▸ WHAT THE EXERCISE ASKS
Working from the line that contains "of the distant" down to the last line below, repeat each line exactly.

▸ RECORDS SHOWN
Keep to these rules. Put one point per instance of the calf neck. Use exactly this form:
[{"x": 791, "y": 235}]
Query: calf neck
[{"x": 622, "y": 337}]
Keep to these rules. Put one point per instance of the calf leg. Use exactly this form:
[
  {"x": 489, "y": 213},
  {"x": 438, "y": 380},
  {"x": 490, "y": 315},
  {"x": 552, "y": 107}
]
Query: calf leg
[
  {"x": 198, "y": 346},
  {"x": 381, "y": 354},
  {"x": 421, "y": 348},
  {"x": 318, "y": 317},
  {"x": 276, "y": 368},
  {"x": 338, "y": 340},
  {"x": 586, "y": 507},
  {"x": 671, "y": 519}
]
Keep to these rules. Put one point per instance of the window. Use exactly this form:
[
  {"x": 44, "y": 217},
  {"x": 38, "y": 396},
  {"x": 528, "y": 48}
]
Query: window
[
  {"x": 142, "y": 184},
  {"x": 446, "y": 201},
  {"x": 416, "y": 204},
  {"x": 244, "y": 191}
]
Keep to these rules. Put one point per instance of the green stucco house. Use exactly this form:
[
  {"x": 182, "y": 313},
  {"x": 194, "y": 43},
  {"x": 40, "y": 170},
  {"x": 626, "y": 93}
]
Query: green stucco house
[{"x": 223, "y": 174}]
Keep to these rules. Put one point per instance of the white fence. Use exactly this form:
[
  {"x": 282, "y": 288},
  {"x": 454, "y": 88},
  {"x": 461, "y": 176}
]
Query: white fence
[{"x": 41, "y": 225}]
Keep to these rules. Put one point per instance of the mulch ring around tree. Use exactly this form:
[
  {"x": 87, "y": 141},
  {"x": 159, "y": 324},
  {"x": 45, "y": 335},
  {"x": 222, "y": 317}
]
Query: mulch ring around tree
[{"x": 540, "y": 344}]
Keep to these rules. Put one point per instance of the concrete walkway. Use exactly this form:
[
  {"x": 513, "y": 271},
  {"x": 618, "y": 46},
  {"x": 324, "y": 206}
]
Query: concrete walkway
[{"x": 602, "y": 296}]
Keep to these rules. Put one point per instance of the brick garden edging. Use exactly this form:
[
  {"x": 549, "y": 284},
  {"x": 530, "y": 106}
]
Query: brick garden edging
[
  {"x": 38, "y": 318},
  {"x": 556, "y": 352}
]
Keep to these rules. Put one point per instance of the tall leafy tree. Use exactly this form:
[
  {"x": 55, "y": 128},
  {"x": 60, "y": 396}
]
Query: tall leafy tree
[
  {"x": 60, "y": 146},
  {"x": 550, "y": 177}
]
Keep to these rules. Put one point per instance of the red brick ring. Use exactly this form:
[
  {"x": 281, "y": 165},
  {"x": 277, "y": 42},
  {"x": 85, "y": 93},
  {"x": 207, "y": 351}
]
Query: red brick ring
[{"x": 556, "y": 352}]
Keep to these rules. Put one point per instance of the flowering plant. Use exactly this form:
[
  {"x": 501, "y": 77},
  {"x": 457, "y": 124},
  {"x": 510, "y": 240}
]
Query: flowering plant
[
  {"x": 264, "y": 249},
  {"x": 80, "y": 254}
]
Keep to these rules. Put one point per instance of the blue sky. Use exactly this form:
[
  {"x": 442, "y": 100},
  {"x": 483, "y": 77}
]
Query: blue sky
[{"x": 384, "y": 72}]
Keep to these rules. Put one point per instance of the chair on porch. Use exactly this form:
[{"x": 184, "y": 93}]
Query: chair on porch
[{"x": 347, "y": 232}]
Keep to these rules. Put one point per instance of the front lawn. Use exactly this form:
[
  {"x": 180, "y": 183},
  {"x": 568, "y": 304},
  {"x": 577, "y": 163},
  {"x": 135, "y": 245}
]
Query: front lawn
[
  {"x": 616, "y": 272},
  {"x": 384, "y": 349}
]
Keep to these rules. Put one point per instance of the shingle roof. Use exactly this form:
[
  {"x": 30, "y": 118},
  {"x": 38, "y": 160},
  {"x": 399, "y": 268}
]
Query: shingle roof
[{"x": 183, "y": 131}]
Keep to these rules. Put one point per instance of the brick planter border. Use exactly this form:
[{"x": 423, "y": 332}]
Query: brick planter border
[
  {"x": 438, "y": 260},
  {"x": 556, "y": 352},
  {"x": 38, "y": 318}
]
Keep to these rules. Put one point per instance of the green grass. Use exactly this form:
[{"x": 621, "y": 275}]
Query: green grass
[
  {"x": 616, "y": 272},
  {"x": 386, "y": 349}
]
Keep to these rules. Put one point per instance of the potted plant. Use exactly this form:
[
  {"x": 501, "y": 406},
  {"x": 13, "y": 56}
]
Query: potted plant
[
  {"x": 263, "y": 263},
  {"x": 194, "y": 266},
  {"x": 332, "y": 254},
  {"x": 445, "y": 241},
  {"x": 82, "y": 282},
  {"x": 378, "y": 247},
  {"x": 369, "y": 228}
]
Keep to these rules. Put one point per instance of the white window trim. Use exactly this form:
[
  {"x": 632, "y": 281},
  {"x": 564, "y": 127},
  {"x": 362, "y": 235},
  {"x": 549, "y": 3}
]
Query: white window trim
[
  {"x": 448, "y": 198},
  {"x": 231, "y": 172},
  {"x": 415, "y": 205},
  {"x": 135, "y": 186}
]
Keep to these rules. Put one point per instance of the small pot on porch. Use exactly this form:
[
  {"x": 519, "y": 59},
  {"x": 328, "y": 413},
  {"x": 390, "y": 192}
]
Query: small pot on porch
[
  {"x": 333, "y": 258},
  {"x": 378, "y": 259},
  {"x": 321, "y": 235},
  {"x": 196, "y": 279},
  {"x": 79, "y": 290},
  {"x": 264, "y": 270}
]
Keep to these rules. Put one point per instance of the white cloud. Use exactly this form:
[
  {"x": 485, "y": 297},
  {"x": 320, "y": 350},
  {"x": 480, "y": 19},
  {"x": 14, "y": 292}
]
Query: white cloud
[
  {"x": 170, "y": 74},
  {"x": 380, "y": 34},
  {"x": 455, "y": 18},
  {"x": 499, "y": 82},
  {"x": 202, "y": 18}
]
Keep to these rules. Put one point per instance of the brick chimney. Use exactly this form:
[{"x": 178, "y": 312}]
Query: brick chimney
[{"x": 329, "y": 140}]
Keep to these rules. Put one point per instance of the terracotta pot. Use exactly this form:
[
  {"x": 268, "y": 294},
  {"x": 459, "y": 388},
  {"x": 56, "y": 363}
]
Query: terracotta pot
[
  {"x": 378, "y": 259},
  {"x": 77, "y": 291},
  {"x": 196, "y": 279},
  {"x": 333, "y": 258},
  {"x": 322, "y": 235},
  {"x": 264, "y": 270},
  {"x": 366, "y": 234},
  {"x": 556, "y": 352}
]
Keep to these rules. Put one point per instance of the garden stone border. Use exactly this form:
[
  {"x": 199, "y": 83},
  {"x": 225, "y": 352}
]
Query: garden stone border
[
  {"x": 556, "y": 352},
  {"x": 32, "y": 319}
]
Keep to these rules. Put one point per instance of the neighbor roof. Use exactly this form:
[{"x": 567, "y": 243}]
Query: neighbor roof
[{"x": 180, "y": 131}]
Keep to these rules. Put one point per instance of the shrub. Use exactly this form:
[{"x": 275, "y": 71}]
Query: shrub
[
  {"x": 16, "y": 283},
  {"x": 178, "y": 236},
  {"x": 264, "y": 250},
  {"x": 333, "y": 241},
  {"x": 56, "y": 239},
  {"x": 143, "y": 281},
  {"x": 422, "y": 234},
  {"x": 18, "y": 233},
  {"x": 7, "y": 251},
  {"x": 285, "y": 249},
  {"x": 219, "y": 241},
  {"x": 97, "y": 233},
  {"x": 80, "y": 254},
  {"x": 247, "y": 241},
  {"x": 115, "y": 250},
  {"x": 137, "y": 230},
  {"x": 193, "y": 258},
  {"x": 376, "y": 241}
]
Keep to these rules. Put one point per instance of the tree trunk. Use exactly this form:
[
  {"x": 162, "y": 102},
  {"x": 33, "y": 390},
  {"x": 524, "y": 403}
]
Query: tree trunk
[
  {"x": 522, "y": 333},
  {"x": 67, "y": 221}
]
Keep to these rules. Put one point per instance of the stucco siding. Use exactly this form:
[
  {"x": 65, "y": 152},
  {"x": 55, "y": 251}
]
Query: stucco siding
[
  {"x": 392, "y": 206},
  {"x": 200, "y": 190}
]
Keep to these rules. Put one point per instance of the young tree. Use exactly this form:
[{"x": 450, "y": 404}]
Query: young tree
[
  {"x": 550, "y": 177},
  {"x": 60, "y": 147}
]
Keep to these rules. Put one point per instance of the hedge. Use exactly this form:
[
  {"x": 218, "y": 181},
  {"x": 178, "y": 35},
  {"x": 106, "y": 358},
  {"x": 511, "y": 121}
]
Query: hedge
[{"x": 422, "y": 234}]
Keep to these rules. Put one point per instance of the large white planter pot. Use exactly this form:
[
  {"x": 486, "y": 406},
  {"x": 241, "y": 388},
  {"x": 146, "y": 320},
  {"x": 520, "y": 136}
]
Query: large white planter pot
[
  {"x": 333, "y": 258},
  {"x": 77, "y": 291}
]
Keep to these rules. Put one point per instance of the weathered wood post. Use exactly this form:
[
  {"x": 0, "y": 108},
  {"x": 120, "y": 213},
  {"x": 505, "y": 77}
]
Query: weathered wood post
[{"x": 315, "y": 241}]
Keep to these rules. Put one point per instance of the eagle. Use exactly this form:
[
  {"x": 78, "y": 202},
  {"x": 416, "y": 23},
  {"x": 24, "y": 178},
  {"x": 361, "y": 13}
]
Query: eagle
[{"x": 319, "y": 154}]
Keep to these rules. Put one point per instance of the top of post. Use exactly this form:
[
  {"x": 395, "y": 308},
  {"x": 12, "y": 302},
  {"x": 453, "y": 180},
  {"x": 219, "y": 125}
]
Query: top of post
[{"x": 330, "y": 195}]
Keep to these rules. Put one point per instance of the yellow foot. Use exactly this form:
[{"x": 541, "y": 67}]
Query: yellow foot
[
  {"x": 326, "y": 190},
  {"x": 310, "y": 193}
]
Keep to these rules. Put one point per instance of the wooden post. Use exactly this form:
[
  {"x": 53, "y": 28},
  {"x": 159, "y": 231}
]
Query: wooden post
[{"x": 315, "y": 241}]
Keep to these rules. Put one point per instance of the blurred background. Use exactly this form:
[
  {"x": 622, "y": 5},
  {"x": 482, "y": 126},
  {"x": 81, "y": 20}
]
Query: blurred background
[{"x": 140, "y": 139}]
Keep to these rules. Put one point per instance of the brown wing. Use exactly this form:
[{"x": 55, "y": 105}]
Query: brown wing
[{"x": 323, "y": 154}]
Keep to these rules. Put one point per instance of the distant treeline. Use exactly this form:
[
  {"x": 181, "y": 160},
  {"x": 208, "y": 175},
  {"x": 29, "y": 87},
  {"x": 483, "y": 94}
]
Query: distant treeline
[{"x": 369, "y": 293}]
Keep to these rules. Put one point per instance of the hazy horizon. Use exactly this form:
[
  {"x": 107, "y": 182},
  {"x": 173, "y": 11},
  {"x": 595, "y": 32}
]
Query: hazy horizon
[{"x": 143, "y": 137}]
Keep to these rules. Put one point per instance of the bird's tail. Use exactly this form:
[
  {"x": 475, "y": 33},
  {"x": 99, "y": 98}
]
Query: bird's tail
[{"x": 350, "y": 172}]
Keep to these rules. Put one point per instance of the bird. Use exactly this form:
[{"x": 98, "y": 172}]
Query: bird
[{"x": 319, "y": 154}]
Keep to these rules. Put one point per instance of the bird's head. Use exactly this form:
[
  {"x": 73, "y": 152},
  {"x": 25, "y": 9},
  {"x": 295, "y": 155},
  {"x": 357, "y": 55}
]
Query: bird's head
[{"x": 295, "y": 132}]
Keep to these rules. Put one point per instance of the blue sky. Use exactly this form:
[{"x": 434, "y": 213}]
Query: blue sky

▸ RESULT
Keep to these rules. Put one point per instance of the distant treeline. Use exactly this form:
[
  {"x": 181, "y": 160},
  {"x": 208, "y": 175},
  {"x": 29, "y": 87},
  {"x": 483, "y": 94}
]
Query: distant treeline
[{"x": 369, "y": 293}]
Keep to these rules. Put one point per instance of the hazy horizon. Use exactly this form:
[
  {"x": 107, "y": 182},
  {"x": 173, "y": 11},
  {"x": 595, "y": 32}
]
Query: hazy horizon
[{"x": 143, "y": 137}]
Keep to these rules. Put one point per instance of the bird's tail. Use exactly this form:
[
  {"x": 475, "y": 33},
  {"x": 99, "y": 98}
]
Query: bird's tail
[{"x": 350, "y": 172}]
Keep to these rules. Put one point per instance of the bird. Use exactly this form:
[{"x": 98, "y": 172}]
Query: bird
[{"x": 319, "y": 154}]
Keep to these rules. Put one point per instance of the bird's head. Use exactly this form:
[
  {"x": 73, "y": 152},
  {"x": 25, "y": 9},
  {"x": 295, "y": 155},
  {"x": 357, "y": 55}
]
Query: bird's head
[{"x": 295, "y": 132}]
Keep to these rules. Put one point per instance of the blue sky. Use exactly this form:
[{"x": 434, "y": 213}]
Query: blue sky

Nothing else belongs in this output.